(Recorded information Opens)

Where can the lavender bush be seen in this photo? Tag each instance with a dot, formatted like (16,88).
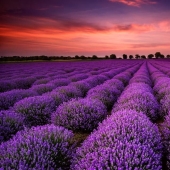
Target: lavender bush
(126,140)
(43,88)
(43,147)
(80,114)
(105,93)
(36,110)
(10,124)
(165,126)
(9,98)
(140,100)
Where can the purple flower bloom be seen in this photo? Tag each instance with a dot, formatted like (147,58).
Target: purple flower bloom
(125,140)
(80,114)
(10,124)
(36,110)
(42,147)
(9,98)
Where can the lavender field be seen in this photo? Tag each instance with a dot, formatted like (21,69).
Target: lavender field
(85,115)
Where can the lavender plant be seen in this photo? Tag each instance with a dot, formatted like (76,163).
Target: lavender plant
(79,114)
(126,140)
(43,147)
(10,124)
(36,110)
(9,98)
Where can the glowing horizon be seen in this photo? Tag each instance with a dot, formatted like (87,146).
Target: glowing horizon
(60,28)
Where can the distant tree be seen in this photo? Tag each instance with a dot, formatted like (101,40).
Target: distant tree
(143,56)
(150,56)
(130,56)
(157,55)
(162,56)
(82,57)
(113,56)
(77,57)
(124,56)
(137,56)
(94,57)
(106,56)
(168,56)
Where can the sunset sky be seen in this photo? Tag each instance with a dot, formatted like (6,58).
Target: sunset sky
(84,27)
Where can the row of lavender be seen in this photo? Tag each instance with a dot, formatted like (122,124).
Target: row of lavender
(37,110)
(125,140)
(23,76)
(62,151)
(8,99)
(161,79)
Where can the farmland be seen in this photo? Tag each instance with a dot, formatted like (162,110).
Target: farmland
(110,114)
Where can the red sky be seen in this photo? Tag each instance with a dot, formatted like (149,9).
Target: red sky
(78,27)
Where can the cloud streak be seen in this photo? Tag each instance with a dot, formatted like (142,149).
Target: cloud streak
(135,3)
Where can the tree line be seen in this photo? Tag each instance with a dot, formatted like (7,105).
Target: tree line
(157,55)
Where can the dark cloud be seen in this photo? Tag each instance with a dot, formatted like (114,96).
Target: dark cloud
(151,45)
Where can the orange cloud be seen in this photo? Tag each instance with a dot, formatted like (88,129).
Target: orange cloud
(134,28)
(136,3)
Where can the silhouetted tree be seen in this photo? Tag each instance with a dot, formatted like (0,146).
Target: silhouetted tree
(113,56)
(124,56)
(143,56)
(77,57)
(168,56)
(94,57)
(162,56)
(150,56)
(137,56)
(106,56)
(83,57)
(130,56)
(157,55)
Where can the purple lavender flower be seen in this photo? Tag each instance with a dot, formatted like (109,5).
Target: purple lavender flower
(36,110)
(43,88)
(125,140)
(80,114)
(9,98)
(165,127)
(10,124)
(42,147)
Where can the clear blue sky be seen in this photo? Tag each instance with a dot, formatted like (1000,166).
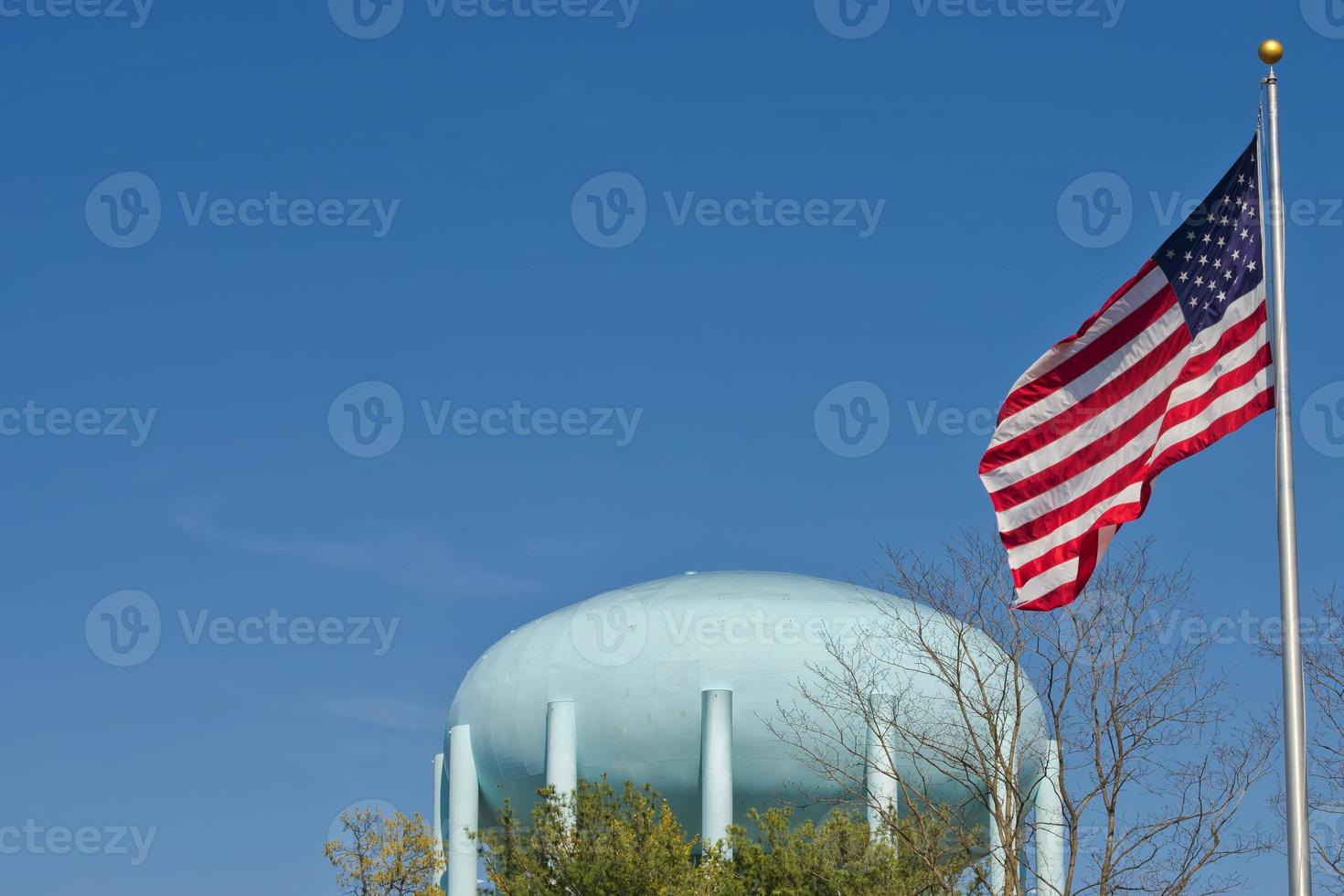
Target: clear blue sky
(483,286)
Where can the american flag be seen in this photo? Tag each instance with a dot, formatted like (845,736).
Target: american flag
(1175,360)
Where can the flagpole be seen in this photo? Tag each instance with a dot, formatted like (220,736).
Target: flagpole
(1295,712)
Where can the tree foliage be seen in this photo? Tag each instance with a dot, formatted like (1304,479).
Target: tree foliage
(378,856)
(603,841)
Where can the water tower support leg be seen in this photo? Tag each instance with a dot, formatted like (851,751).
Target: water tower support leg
(715,764)
(562,766)
(1050,827)
(880,778)
(464,793)
(440,864)
(998,850)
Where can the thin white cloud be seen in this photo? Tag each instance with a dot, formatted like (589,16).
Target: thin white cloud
(408,557)
(382,712)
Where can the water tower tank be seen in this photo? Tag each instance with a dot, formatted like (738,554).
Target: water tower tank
(668,683)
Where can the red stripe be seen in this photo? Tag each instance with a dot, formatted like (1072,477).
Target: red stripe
(1230,338)
(1086,457)
(1215,430)
(1128,512)
(1128,475)
(1230,380)
(1051,520)
(1090,355)
(1055,427)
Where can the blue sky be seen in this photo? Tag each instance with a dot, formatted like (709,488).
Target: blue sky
(205,464)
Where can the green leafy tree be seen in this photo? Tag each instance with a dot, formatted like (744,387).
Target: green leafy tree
(606,842)
(594,842)
(837,858)
(378,856)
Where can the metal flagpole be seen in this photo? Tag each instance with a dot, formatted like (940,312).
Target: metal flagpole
(1295,724)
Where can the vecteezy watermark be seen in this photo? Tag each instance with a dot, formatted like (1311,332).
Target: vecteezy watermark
(1095,209)
(932,415)
(1326,17)
(613,629)
(852,420)
(131,11)
(88,840)
(855,19)
(1244,627)
(125,629)
(612,209)
(125,211)
(369,19)
(368,420)
(852,19)
(111,422)
(1098,208)
(1103,11)
(1321,420)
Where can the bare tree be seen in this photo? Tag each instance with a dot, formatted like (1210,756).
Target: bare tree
(1323,667)
(955,709)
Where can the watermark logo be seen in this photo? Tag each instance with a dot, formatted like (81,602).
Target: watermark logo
(89,840)
(611,630)
(123,209)
(1324,16)
(368,420)
(1321,420)
(852,19)
(1095,209)
(366,19)
(949,421)
(134,11)
(852,420)
(611,209)
(1105,11)
(123,629)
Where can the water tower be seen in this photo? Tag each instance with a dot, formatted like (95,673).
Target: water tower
(671,683)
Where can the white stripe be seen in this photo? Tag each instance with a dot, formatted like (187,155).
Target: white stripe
(1123,410)
(1234,359)
(1047,581)
(1126,304)
(1024,554)
(1238,311)
(1086,480)
(1094,430)
(1226,403)
(1103,372)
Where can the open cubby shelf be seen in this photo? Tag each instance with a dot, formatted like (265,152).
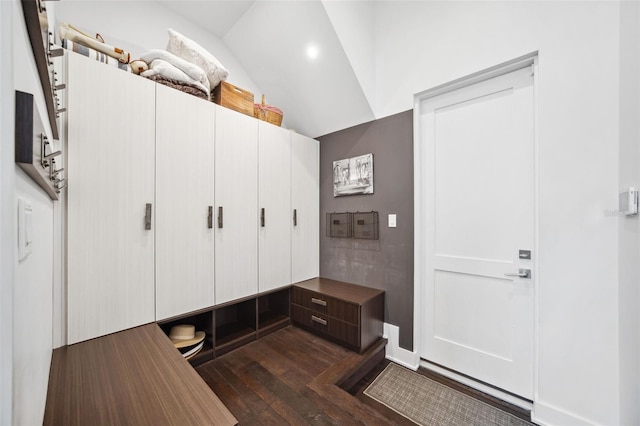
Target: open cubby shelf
(232,325)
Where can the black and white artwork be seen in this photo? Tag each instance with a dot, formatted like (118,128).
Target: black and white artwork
(353,176)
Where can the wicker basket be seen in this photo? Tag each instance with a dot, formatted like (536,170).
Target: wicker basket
(267,113)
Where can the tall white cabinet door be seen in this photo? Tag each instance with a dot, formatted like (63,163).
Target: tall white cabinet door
(274,185)
(184,196)
(110,170)
(237,219)
(305,202)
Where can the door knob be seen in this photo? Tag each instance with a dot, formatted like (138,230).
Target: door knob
(522,273)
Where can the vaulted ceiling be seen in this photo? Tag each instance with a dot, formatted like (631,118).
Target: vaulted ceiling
(312,59)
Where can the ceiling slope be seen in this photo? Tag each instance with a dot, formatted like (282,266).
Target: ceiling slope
(318,96)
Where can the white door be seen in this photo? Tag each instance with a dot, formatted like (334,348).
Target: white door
(274,189)
(479,205)
(184,201)
(111,163)
(305,202)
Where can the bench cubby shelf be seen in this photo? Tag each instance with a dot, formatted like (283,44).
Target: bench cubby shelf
(237,323)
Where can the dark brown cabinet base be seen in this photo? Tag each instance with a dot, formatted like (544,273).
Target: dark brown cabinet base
(348,314)
(229,326)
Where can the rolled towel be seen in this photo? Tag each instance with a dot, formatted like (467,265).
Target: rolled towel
(164,68)
(191,51)
(192,70)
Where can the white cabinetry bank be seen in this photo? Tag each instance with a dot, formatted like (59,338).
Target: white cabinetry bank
(176,204)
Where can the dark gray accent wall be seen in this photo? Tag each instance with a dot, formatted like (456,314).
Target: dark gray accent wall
(386,263)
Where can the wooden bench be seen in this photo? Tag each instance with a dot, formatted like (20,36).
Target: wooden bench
(132,377)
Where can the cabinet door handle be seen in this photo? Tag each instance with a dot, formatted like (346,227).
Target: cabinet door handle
(319,301)
(147,217)
(318,320)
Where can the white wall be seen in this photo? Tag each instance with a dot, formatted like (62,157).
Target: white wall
(430,43)
(628,230)
(138,26)
(33,277)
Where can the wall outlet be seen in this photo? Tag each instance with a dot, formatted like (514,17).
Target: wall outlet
(25,228)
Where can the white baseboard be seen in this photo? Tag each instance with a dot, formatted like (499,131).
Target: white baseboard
(489,390)
(548,415)
(397,354)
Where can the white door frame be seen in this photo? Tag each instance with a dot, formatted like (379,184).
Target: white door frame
(528,60)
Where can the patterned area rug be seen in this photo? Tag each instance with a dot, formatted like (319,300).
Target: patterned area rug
(427,402)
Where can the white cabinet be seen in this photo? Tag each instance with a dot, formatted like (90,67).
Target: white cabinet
(237,218)
(274,201)
(110,170)
(306,206)
(184,201)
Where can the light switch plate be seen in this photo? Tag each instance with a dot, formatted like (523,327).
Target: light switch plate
(628,202)
(25,228)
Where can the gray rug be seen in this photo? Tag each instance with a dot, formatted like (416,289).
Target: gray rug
(427,402)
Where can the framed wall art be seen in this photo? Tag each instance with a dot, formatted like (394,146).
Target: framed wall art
(353,176)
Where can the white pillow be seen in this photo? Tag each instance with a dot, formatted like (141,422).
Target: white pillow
(191,51)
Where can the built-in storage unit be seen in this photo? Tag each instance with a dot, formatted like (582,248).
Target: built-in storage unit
(181,207)
(110,149)
(274,201)
(348,314)
(236,193)
(273,311)
(184,203)
(305,205)
(234,324)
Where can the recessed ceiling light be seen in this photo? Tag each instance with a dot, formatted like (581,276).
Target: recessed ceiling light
(312,51)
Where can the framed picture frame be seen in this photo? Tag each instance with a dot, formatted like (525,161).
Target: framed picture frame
(353,176)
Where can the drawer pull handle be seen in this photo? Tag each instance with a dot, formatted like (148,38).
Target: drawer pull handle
(318,301)
(318,320)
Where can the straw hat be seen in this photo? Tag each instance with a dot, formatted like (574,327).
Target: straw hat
(185,335)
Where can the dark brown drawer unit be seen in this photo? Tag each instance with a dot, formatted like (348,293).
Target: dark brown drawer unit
(348,314)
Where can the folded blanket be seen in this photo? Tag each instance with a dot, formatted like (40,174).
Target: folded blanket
(191,51)
(193,71)
(94,54)
(165,69)
(71,33)
(183,87)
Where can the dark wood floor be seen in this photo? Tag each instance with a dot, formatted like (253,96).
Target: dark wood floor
(294,377)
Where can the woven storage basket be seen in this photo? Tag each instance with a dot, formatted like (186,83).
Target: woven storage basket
(267,113)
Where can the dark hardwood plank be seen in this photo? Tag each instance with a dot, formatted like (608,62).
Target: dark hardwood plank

(Recorded information Closes)

What the exercise asks> From the data above, output only the lines between the line containing "Target: silhouetted tree" and the line containing "Where can the purple lavender", inclusive, exactly as written.

Written answer>
Target: silhouetted tree
(113,56)
(124,56)
(143,56)
(77,57)
(168,56)
(94,57)
(162,56)
(150,56)
(137,56)
(106,56)
(83,57)
(130,56)
(157,55)
Where can the purple lavender flower be seen in this photo? Tag each instance with a dot, formatted like (109,5).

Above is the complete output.